TASK BRIEF: Can you update the items from the very first line through the line that contains "669), (349, 579)]" by changing every "keypoint" to "marker point", keeping everything else the same, and giving those lines back without the pictures?

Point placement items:
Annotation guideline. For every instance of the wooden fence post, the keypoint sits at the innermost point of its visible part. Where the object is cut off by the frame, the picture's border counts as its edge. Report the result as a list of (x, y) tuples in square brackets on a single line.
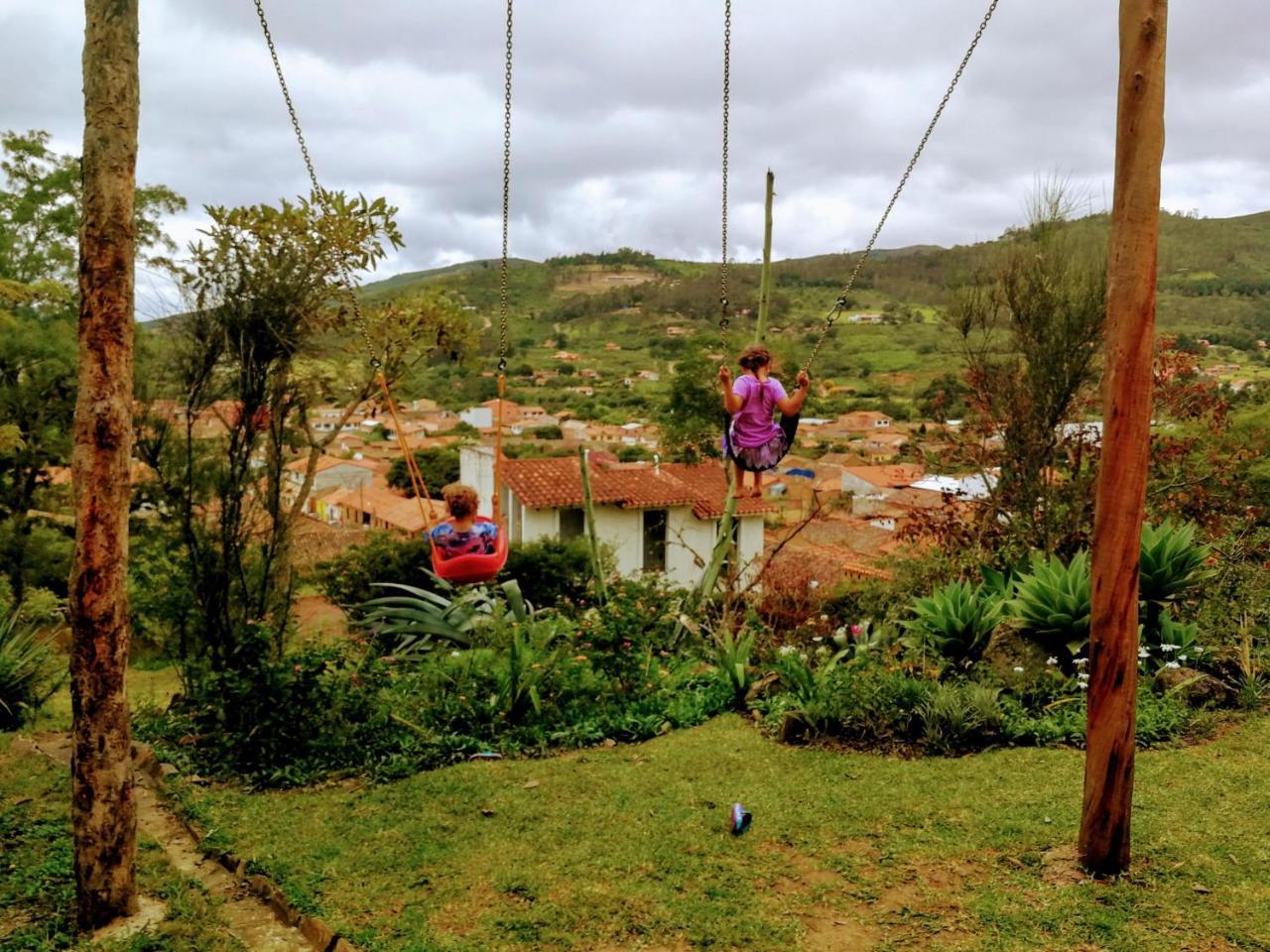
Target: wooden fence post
[(1127, 391)]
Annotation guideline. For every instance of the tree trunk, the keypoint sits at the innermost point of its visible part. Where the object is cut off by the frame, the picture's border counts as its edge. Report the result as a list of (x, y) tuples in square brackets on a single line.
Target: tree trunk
[(1103, 843), (103, 810)]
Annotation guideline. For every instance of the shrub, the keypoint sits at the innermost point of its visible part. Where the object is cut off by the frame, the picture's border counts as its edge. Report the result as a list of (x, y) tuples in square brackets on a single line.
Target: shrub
[(552, 572), (956, 621), (961, 716), (1053, 603), (30, 669), (349, 579)]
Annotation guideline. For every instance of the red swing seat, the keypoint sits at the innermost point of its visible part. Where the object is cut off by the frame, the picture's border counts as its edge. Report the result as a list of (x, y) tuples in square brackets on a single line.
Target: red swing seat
[(471, 569)]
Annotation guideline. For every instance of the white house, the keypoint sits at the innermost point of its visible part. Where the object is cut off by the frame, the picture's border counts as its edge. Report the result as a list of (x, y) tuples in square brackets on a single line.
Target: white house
[(653, 518)]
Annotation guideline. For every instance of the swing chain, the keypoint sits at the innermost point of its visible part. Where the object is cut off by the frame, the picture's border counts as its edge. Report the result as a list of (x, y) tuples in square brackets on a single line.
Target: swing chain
[(507, 190), (841, 303), (344, 280), (724, 315)]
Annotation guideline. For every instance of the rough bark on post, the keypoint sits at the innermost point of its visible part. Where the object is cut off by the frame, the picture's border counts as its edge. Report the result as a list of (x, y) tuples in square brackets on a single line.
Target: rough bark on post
[(765, 287), (103, 810), (1127, 384)]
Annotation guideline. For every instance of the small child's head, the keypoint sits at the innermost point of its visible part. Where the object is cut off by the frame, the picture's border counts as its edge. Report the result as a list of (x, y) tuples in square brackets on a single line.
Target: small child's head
[(754, 357), (461, 500)]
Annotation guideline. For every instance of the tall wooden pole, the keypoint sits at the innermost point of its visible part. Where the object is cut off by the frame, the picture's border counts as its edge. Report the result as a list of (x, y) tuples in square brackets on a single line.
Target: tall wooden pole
[(1127, 382), (765, 289), (103, 810)]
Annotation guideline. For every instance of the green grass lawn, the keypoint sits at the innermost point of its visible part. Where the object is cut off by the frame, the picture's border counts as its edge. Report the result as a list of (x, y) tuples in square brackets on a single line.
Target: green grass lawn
[(627, 848), (37, 885)]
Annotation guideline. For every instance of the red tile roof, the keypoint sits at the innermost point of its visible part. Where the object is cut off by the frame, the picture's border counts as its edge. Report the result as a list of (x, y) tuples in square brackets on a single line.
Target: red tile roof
[(557, 483)]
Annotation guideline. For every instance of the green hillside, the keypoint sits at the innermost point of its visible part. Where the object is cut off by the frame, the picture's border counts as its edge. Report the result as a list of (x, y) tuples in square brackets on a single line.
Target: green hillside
[(1214, 281)]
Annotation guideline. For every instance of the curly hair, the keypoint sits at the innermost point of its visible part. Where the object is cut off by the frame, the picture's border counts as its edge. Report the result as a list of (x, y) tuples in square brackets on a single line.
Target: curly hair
[(461, 500), (754, 356)]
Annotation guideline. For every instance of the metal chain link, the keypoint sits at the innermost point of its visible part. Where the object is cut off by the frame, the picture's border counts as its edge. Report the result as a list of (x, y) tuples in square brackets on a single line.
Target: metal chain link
[(724, 315), (507, 191), (344, 280), (841, 303)]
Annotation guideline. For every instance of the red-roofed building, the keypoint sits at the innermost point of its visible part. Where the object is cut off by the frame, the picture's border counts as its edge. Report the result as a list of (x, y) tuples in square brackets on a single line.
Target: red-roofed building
[(653, 518)]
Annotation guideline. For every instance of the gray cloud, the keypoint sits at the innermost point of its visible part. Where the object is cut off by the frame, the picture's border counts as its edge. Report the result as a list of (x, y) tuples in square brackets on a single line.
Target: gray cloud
[(617, 113)]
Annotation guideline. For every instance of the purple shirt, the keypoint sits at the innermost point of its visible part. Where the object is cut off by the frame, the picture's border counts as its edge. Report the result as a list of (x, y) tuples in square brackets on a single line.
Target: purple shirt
[(752, 424)]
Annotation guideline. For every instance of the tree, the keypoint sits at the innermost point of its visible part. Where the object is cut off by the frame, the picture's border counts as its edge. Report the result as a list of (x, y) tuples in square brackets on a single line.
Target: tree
[(103, 807), (267, 339), (1030, 325), (40, 218), (693, 417)]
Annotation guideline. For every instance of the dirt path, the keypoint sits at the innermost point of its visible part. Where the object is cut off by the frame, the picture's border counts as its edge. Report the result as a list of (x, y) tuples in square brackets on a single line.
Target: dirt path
[(248, 918)]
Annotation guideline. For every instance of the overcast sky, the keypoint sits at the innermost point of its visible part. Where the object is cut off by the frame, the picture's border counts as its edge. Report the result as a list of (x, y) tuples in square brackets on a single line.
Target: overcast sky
[(617, 113)]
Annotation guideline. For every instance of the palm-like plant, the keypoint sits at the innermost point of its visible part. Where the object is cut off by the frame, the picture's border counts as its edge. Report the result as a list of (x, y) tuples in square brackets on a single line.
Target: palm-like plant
[(956, 620), (28, 669), (1053, 602), (414, 620)]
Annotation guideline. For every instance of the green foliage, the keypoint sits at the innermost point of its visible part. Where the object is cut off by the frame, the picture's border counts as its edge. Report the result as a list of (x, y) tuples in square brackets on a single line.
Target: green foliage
[(552, 572), (731, 652), (1171, 562), (811, 687), (1052, 601), (693, 414), (349, 578), (31, 670), (960, 717), (956, 620)]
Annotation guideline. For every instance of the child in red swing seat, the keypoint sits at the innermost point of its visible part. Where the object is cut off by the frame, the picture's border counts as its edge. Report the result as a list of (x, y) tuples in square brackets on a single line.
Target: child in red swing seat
[(461, 534), (753, 440)]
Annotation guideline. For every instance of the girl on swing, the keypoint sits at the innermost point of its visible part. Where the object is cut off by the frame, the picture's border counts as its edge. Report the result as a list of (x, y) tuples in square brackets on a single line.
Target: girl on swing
[(752, 439)]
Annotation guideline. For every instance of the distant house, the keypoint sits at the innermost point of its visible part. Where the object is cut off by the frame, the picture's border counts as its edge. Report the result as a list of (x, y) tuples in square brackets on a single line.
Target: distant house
[(653, 518), (330, 474), (865, 480)]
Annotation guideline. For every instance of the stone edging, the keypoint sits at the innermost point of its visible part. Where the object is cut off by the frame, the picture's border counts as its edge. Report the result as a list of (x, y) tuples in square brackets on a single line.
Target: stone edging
[(316, 930)]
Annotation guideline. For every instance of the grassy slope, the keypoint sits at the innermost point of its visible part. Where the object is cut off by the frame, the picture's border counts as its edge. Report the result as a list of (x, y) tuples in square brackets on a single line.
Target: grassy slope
[(37, 883), (626, 848)]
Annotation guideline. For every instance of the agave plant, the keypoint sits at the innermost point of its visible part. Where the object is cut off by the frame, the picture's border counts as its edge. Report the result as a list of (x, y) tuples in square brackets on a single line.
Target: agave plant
[(28, 669), (1170, 566), (956, 621), (416, 620), (1053, 602)]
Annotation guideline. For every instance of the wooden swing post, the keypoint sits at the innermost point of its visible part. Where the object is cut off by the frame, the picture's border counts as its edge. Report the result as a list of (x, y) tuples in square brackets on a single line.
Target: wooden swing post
[(1127, 391), (103, 803)]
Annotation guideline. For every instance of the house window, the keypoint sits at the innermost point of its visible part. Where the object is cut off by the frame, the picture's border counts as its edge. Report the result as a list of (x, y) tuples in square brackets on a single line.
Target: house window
[(572, 524), (654, 539)]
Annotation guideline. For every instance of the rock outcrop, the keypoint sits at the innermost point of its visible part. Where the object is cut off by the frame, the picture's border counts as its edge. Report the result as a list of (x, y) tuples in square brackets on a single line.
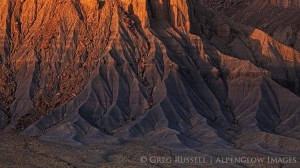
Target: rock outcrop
[(169, 71), (279, 18)]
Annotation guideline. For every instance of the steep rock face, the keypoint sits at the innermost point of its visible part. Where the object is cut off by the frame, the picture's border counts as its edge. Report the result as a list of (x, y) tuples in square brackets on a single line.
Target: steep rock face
[(169, 71), (287, 3), (279, 19)]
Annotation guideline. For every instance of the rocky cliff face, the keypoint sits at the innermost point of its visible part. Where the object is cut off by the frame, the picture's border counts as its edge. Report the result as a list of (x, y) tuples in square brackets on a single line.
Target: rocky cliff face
[(170, 71), (278, 18), (286, 3)]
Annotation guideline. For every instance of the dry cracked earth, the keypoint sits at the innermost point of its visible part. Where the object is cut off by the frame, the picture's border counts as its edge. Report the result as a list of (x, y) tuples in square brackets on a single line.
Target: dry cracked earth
[(114, 83)]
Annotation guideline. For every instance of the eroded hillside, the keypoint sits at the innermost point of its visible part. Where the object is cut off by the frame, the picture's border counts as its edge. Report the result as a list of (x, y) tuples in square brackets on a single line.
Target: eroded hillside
[(169, 71)]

EXERCISE RESULT:
Annotation guideline. For every instance of the wooden fence post, the marker point sits at the innermost point of its visible part. Where the object is cut off by the frame, the picture's border counts as its edge. Report the result as a list of (x, y) tuples in square brackets on a single line.
Target: wooden fence post
[(1127, 391)]
Annotation guideline. For every instance of the tree trunk, the marker point sits at the innermost point of its visible part. Where the object is cut off by the frame, the picture's border counts as its edge. Report the result as a list of (x, y) tuples in square brackets on a single line.
Target: tree trunk
[(1103, 843), (103, 810)]
Annotation guideline. For every instance of the shrub, the marker point sits at the innermost point of its visible part. Where the object is cut off by the frame, the picture's border counts as its edge. Report the result as a list of (x, y) tuples in square brackets on a single line.
Target: shrub
[(552, 572), (956, 621), (961, 716), (1053, 603), (30, 669), (349, 579)]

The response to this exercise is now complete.